PROBLEM DESCRIPTION:
Which lines of the entries below contain the string "wheel"? Copy each one.
────────────────────────────────────────
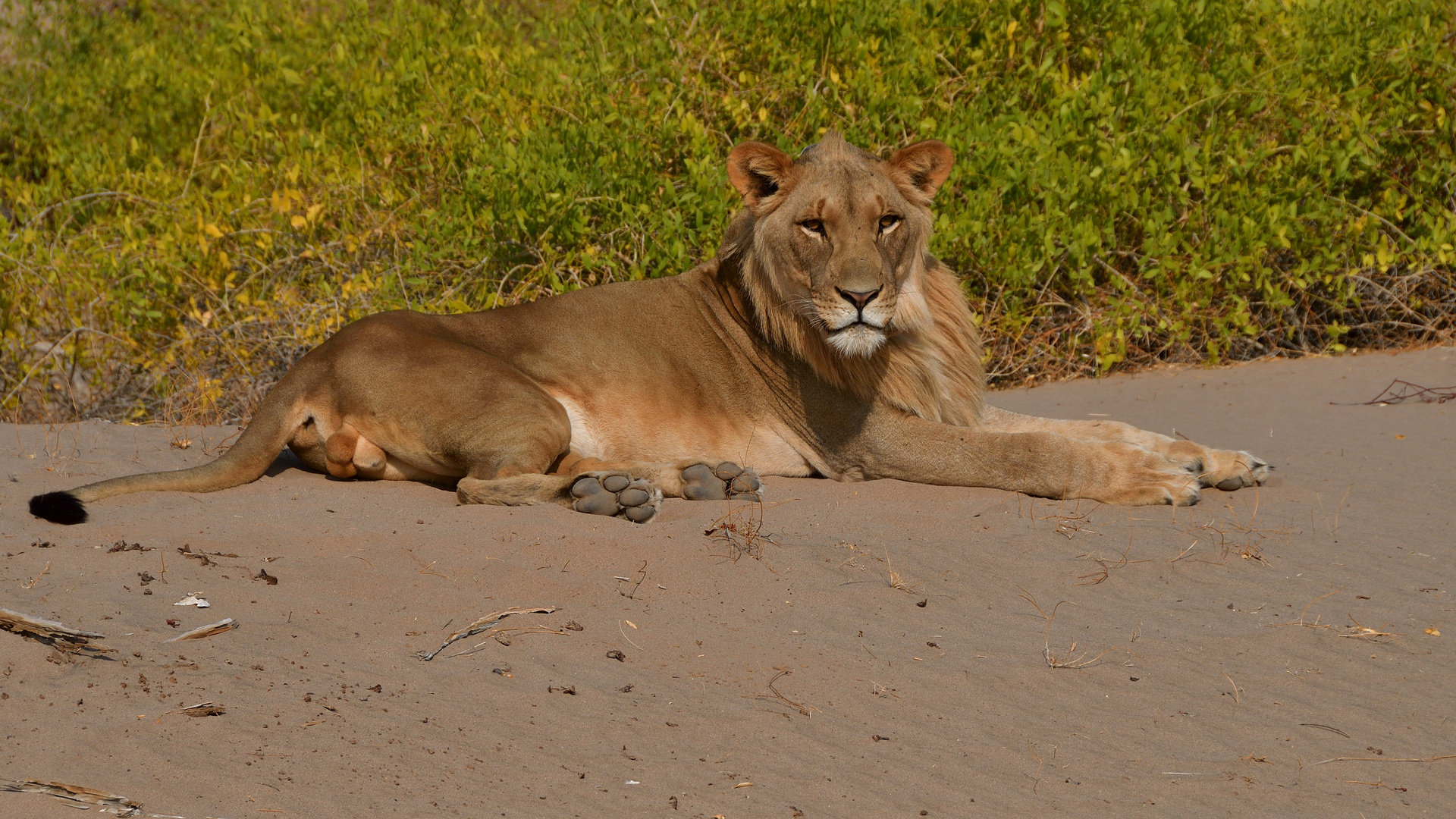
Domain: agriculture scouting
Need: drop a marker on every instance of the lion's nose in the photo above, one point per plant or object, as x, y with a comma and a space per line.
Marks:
859, 297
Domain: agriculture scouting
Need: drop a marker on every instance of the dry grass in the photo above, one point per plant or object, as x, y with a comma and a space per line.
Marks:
1071, 659
742, 531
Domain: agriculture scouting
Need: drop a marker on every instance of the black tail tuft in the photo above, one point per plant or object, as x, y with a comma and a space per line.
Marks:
58, 507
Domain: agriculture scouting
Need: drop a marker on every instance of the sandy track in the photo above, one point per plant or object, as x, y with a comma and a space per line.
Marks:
944, 708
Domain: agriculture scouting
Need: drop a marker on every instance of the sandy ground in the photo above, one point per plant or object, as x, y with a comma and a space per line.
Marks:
1269, 651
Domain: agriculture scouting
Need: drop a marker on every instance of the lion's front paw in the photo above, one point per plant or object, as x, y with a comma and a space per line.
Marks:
724, 482
1235, 469
618, 496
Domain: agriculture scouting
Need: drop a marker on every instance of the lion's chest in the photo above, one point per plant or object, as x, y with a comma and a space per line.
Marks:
664, 431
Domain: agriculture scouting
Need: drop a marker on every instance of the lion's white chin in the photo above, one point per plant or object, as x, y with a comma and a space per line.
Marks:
859, 340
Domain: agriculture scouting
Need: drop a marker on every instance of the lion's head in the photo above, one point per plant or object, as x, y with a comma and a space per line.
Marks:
842, 237
832, 249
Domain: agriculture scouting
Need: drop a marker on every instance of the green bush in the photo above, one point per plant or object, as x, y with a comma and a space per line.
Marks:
201, 190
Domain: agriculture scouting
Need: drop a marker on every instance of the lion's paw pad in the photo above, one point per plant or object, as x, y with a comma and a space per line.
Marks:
1251, 472
724, 482
617, 496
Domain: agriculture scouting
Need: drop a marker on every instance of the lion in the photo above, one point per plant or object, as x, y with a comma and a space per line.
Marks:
823, 340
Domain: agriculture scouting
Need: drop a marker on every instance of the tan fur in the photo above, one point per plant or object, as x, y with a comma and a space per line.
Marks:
823, 338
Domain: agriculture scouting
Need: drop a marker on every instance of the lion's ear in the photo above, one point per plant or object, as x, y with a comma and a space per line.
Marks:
758, 171
925, 165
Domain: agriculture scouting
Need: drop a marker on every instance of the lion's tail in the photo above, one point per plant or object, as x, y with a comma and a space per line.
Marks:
280, 414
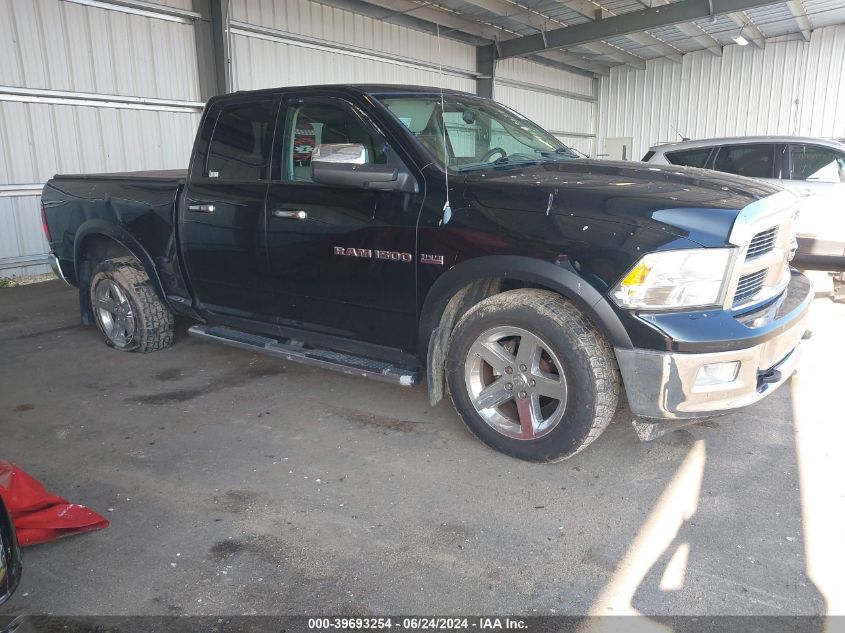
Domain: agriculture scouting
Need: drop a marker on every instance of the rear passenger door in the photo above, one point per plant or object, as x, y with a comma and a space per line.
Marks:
818, 175
222, 230
342, 259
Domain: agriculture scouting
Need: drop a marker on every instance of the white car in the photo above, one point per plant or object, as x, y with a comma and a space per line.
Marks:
813, 168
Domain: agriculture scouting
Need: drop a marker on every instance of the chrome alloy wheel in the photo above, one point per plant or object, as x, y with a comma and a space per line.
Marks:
516, 383
114, 312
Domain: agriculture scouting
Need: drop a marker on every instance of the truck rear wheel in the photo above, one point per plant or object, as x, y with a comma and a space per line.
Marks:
127, 310
531, 376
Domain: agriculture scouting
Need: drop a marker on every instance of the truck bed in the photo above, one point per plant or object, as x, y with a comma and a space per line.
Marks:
168, 175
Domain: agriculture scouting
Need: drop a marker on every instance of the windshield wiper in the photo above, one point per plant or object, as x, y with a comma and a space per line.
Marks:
562, 151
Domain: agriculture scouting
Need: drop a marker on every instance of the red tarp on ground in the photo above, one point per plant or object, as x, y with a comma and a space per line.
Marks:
39, 516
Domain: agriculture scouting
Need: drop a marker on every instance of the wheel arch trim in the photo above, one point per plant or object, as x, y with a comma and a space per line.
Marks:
562, 279
101, 228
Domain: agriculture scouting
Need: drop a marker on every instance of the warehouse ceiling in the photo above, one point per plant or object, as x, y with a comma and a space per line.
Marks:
607, 32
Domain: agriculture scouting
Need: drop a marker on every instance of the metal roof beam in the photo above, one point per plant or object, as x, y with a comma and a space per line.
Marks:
747, 27
665, 50
691, 30
796, 8
679, 12
543, 23
571, 59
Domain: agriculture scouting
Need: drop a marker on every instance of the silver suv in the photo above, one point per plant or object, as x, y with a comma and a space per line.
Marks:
813, 168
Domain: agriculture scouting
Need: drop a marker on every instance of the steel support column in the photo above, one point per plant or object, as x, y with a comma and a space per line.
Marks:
485, 65
211, 34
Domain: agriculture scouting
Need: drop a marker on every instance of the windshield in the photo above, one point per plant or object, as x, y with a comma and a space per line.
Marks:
478, 132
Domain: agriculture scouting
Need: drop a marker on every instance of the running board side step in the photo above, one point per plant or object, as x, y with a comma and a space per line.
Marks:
327, 359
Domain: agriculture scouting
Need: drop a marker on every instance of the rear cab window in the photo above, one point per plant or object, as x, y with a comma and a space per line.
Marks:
311, 124
241, 141
816, 164
753, 160
690, 157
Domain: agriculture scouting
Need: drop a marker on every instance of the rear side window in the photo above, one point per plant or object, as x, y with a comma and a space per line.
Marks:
752, 160
242, 142
689, 157
817, 164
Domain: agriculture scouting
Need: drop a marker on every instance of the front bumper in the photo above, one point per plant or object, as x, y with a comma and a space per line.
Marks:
666, 384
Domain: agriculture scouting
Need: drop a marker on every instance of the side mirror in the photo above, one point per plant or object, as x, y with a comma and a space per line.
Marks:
345, 165
10, 556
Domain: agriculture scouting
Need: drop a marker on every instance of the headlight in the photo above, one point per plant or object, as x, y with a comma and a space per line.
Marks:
675, 279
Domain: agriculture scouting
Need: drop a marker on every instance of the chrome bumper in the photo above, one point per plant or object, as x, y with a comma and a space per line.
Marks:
663, 384
57, 268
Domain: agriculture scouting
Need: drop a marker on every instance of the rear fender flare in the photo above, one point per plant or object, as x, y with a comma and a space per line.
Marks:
121, 236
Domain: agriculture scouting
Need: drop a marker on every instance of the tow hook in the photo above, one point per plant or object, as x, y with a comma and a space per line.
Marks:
769, 377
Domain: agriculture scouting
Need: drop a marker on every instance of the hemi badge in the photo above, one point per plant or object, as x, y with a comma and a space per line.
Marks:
437, 260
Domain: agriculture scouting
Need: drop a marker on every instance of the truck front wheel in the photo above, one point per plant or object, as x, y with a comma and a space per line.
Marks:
531, 376
127, 310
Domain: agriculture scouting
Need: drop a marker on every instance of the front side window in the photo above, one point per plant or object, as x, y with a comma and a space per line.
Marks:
818, 164
466, 133
752, 160
242, 142
313, 124
690, 157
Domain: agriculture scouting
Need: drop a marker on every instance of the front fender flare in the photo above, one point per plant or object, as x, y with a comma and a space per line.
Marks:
560, 278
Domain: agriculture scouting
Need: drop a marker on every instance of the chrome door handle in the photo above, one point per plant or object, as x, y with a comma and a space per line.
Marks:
294, 214
201, 208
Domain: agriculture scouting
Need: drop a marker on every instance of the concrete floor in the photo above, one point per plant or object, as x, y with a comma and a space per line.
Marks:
236, 483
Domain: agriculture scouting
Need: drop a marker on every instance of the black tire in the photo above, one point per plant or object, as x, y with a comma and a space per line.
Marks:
589, 371
152, 322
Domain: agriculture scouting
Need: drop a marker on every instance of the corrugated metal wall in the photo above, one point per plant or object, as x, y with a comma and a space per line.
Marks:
298, 42
94, 87
791, 87
71, 82
541, 94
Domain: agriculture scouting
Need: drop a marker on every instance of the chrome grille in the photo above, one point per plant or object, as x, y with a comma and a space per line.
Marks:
749, 285
762, 243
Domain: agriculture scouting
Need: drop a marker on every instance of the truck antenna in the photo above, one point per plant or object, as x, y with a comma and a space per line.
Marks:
447, 208
683, 138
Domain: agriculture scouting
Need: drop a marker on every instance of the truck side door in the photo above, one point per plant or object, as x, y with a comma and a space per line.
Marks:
342, 259
817, 174
221, 225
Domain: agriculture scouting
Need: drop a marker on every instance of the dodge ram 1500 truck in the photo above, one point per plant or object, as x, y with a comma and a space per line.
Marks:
390, 230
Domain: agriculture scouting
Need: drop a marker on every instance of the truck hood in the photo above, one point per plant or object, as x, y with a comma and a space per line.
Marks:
697, 204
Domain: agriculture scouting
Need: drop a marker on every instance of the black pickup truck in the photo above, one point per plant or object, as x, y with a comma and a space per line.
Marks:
388, 231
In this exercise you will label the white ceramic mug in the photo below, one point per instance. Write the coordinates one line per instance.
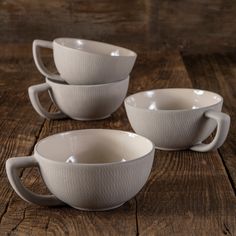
(80, 102)
(112, 168)
(85, 62)
(176, 119)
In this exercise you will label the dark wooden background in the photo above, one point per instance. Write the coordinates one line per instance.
(184, 43)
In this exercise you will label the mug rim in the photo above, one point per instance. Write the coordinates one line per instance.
(36, 152)
(173, 110)
(64, 83)
(132, 53)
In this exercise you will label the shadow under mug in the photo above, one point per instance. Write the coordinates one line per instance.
(114, 166)
(80, 102)
(177, 119)
(85, 62)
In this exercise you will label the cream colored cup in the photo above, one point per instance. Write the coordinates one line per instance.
(177, 119)
(85, 62)
(112, 168)
(80, 102)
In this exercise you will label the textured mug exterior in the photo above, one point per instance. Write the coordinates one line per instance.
(173, 129)
(87, 186)
(96, 187)
(88, 102)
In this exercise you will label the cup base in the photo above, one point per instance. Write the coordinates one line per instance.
(98, 209)
(89, 119)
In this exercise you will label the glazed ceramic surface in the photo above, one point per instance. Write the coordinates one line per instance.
(85, 62)
(80, 102)
(178, 118)
(112, 168)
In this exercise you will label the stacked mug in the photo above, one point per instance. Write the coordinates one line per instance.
(99, 169)
(92, 82)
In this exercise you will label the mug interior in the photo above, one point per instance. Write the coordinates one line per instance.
(173, 99)
(94, 47)
(94, 146)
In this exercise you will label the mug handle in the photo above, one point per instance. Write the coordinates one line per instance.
(34, 98)
(37, 44)
(12, 167)
(223, 123)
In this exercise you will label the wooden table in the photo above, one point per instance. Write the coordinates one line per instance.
(188, 193)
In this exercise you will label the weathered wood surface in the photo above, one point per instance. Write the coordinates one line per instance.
(217, 72)
(187, 193)
(189, 25)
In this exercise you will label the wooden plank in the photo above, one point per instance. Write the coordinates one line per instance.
(199, 26)
(19, 124)
(218, 73)
(188, 193)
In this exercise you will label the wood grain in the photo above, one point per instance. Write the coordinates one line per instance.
(217, 72)
(192, 26)
(189, 192)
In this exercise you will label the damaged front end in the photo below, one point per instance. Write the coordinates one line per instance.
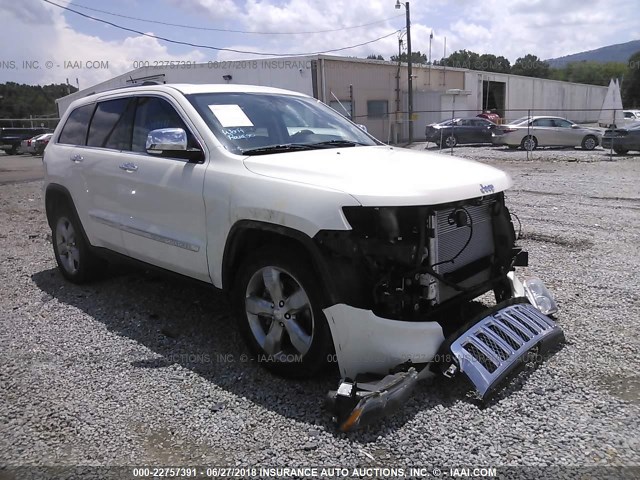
────────────────────────────────────────
FINISHED TASK:
Need: drop a marker on every instance of the chrome alloy wheel in the photo above, one point per plant or object, as x, y with a comma and a space per line.
Need: drop a marker on every instance of the truck rear wheel in the photo above, one point per plant or object, as x, y with a comma and a space per line.
Need: drop a marker on every instance of the wheel arch trim in the photo above, one point per plant or object, as x, y with a comma and a space per line.
Need: drop a marker on every instance of the truck front wheel in the photo above, one point per plant or object, as x, y with a comma and a space per line.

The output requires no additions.